= Beginning of Section =

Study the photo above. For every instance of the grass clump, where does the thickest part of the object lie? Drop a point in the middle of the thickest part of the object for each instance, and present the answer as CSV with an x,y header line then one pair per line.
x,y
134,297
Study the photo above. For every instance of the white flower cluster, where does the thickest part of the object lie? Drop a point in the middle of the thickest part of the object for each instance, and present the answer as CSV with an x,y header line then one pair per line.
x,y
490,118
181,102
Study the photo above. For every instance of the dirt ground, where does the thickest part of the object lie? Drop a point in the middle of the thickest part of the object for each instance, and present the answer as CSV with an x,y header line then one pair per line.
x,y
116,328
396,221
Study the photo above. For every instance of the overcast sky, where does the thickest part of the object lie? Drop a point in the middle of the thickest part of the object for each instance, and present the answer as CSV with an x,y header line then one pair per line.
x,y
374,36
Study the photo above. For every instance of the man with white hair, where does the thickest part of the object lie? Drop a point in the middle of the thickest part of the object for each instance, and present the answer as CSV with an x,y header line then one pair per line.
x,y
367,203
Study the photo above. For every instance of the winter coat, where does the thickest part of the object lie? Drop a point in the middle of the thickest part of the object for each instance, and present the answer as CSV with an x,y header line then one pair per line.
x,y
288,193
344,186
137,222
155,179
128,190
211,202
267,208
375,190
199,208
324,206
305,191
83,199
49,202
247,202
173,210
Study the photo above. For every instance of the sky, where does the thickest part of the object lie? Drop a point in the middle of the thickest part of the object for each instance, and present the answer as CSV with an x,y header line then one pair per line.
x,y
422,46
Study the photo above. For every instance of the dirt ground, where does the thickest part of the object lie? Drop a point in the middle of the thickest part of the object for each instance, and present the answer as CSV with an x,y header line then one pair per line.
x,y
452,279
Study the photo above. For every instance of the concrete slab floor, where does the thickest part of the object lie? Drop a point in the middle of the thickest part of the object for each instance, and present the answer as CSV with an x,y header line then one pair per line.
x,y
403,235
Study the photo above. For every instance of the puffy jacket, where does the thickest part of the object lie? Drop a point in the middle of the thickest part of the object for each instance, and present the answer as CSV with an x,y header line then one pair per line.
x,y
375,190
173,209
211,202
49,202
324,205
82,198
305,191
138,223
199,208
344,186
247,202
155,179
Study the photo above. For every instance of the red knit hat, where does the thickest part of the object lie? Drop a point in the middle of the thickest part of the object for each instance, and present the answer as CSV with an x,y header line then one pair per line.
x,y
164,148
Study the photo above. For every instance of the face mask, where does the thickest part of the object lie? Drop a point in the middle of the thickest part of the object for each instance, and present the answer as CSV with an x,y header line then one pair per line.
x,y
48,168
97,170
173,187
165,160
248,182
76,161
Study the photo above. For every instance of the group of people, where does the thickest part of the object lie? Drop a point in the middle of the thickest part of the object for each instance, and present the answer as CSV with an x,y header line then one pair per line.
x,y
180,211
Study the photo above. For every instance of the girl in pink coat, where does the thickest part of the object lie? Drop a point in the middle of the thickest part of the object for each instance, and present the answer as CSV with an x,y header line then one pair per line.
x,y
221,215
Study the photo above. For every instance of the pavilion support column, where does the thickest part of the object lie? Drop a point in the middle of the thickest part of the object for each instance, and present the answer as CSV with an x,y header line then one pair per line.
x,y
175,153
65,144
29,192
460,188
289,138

= End of Section =

The line with "Study the photo above. For every instance of the pavilion" and all the lines after it in the records above are to be output exactly, with nothing added.

(Worked solution)
Study the photo above. For every instance of the pavilion support column, where does the thickest part of the object lie? Drop a point in the middle of the thickest part of the object for each instance, and present the answer as CSV with an x,y header line then one pair per line.
x,y
175,153
65,144
29,192
460,188
289,138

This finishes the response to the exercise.